Provided information:
---

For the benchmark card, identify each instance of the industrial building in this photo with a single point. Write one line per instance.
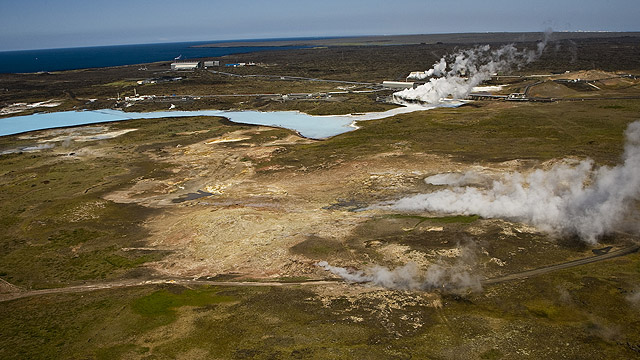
(186, 65)
(400, 85)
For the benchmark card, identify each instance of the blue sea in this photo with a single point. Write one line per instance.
(29, 61)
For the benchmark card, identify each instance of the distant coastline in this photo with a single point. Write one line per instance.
(48, 60)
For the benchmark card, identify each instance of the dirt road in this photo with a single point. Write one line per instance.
(566, 265)
(132, 283)
(16, 294)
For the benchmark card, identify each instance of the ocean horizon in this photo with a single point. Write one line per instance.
(43, 60)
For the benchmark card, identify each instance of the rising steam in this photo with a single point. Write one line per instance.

---

Work to complete:
Rewrite the listing above, swapping "benchmark card" for "evaluation sheet" everywhere it occurs and keeping every other word the same. Leave the pictures out of your answer.

Response below:
For the evaluation sheet, identify each instance of the industrial building in this photo with a single point. Write one line per instance.
(186, 65)
(400, 85)
For the evaluation sheet, identify each instance of the blue sea in this photo with a single point. Write one line per instance.
(29, 61)
For the evaluation sheet, identify each instance of the distant coastline in this photo with a single point. Write one line per instance.
(48, 60)
For the evaluation sheet, identify each instance of the dirt road in this photo with a single point. Write one line per instance.
(566, 265)
(132, 283)
(16, 294)
For the evaluation sheet, identify each instance of the ocean horizon in this photo with a single point. Write one line per instance.
(43, 60)
For the evaluation sheet, identify each instance of the rising steam in this photo with a single point. Write one line per instance.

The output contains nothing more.